Input: Begin

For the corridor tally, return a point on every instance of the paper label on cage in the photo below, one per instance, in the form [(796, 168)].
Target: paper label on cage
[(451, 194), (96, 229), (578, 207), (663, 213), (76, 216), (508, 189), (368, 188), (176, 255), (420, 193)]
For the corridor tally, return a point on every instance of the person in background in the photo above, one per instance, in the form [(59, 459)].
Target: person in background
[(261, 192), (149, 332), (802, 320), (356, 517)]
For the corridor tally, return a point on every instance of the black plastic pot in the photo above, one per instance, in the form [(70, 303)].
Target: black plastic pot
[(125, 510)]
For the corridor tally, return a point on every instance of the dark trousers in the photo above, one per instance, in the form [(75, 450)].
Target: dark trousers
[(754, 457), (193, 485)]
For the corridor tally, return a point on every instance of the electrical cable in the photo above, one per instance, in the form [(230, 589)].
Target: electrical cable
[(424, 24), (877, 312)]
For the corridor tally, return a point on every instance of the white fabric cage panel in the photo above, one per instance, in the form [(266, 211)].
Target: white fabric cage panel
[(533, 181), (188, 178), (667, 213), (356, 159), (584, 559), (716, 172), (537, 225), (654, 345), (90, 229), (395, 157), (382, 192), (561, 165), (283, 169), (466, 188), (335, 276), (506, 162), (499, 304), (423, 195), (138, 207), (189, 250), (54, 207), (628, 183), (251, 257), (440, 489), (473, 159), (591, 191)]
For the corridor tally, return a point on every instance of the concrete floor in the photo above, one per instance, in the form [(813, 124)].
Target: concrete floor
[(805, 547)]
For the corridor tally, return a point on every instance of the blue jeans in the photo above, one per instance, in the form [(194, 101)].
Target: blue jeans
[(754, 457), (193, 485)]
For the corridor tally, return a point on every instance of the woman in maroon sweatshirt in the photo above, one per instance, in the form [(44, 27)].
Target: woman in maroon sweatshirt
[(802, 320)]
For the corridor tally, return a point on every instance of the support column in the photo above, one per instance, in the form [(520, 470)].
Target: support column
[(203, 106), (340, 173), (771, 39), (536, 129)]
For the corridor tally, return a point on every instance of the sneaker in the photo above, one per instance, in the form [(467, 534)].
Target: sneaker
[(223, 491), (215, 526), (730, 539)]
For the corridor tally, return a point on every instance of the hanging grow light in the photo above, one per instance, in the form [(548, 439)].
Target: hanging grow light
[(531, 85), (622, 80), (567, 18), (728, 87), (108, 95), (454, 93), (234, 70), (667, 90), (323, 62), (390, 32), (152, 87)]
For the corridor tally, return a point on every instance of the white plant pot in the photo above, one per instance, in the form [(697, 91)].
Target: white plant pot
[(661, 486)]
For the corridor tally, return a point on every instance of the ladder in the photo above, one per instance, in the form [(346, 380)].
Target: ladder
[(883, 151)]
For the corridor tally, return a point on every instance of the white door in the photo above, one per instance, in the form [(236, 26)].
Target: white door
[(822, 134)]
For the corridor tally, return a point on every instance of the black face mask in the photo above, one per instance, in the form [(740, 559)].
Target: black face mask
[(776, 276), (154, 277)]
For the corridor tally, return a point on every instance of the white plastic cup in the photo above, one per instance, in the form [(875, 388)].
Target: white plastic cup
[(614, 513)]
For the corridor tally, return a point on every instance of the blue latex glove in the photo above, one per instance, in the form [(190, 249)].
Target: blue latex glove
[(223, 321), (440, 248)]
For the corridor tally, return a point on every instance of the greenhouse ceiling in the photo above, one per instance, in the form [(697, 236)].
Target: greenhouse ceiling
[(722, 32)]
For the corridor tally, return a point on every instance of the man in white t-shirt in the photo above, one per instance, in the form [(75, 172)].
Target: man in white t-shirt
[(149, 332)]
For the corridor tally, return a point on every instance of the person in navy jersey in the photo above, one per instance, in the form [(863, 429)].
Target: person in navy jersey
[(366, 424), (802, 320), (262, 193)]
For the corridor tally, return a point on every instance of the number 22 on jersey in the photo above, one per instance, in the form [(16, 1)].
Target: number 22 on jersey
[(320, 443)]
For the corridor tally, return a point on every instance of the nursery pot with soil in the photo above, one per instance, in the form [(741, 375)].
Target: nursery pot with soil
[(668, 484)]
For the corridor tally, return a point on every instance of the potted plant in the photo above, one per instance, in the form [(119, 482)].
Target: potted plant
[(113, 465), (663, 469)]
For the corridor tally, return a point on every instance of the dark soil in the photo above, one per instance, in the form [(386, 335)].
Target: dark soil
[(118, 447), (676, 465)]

Input: End

**Problem statement**
From the data above, give every line again exactly as it appears.

**Task response**
For the corridor tally, return a point on every instance of the paper label on cage in the photo below, one per instance, in the form [(796, 168)].
Target: paper label on cage
[(451, 194), (96, 229), (578, 207), (663, 213), (76, 216), (508, 189), (368, 188), (176, 255), (420, 193)]
For the corridor tally, return a point on every instance of the person in background in the photo above, one per instance, in the form [(59, 459)].
Target: person in background
[(261, 192), (149, 332), (802, 320), (356, 517)]
For the corridor tally, return a point on every instance of the black plastic pot in the photo above, one per instance, in the form [(70, 303)].
Target: black plastic pot
[(125, 510)]
For the corridor tally, return a point on every instance of the dark trousers in the photo above, one per instance, in the form [(75, 450)].
Target: dark trousers
[(754, 457), (193, 485)]
For the corridor tally, return a point on every instance of the electrical cable in the photo above, one per instance, in the form [(230, 589)].
Target: electrical cable
[(424, 24), (877, 312)]
For the corridor tally, return a point on every instance of the white fabric cage panel in the photo above, one per instance, in the form [(266, 211)].
Target: white fabric cage panel
[(533, 181), (188, 178), (667, 213), (356, 159), (584, 559), (716, 172), (537, 225), (654, 345), (90, 229), (395, 157), (382, 192), (561, 165), (283, 169), (466, 188), (335, 276), (506, 162), (499, 304), (423, 195), (138, 207), (189, 250), (54, 207), (628, 183), (251, 257), (440, 489), (473, 159), (591, 191)]
For the corridor tally, return a point on every instance of the concrete floor in the photo above, one per instance, in the form [(813, 124)].
Target: concrete floor
[(805, 547)]
For the corridor tally, return a point on every instance of the blue jeans in the photo above, one per instance, in the form [(194, 101)].
Target: blue jeans
[(754, 457), (193, 485)]
For the corridor tally, return a point on every instance of the woman in maroon sweatshirt in the photo above, one per instance, in the form [(44, 27)].
Target: woman in maroon sweatshirt
[(802, 320)]
For the corridor tally, return a point on every instance of the support column in the photo above, one per instance, in the form [(520, 470)].
Target: support column
[(203, 106), (340, 173), (771, 39), (536, 129)]
For the corridor tally, return a point on every instance of the sneaker in the photo above, one per instance, in the form [(467, 534)].
Target: sneaker
[(223, 491), (215, 526), (730, 539)]
For the corridor tally, return a point on every instance of the hanging grow light in the photo above, one per instance, in the form [(548, 439)].
Target: hanging grow light
[(531, 85), (622, 80), (567, 18), (728, 87), (108, 95), (454, 93), (234, 70), (667, 90), (323, 62), (390, 32), (152, 87)]
For the corridor tally, return a point on every instance of the white plant pot in the photo above, one per instance, in the form [(697, 91)].
Target: white plant pot
[(661, 486)]
For the corridor tally, return a point on every instance of the ladder in the photo above, one per instance, in the form [(346, 380)].
Target: ladder
[(883, 151)]
For the corridor tally, return a point on every instance of the white door in the photo above, one per instance, in the form [(236, 26)].
Target: white door
[(822, 134)]
For the corridor tally, return a point on every instance of the black face mask in the photo above, one per instance, in the form [(740, 559)].
Target: black face mask
[(776, 276), (154, 277)]
For the corridor tally, return a point on every instance of the white plastic cup in the photo above, one per instance, in the form [(875, 388)].
Target: white plastic cup
[(614, 513)]
For the corridor tally, return a point on every instance of the blue latex glove in the photo above, one per instance, in the form [(190, 249)].
Target: blue latex glove
[(223, 321), (440, 248)]
For the corridor tally, return a point on every instance of the greenhouse ceiling in the photo above, one per instance, in the form [(697, 236)].
Target: greenhouse ceiling
[(722, 32)]
For the corridor tally, return a point on every instance of the man in white t-shirt in the photo above, one per instance, in the form [(75, 172)].
Target: man in white t-shirt
[(149, 332)]
For the corridor tally, return a point on every instance of the person in navy jersey in the photo above, one per instance, in the form [(863, 429)].
Target: person in navy jersey
[(366, 424), (802, 320), (262, 193)]
For the corridor tally, return a point on every instance of the number 22 on jersey in the photo above, one per instance, in the form [(16, 1)].
Target: number 22 on jersey
[(320, 443)]
For the corridor tally, return a point on every instance of the nursery pot with soil in the photo above, one per instance, in the form [(741, 375)].
Target: nursery pot with soil
[(668, 484)]
For the corridor tally, return a point on every instance of the potted plant in the photo above, one per instance, in the form [(119, 482)].
Target: potted plant
[(113, 465), (663, 469)]
For the corridor tally, return a point on every instance of the dark soil in the photo above, one per instance, in the form [(386, 335)].
Target: dark soil
[(118, 447), (676, 465)]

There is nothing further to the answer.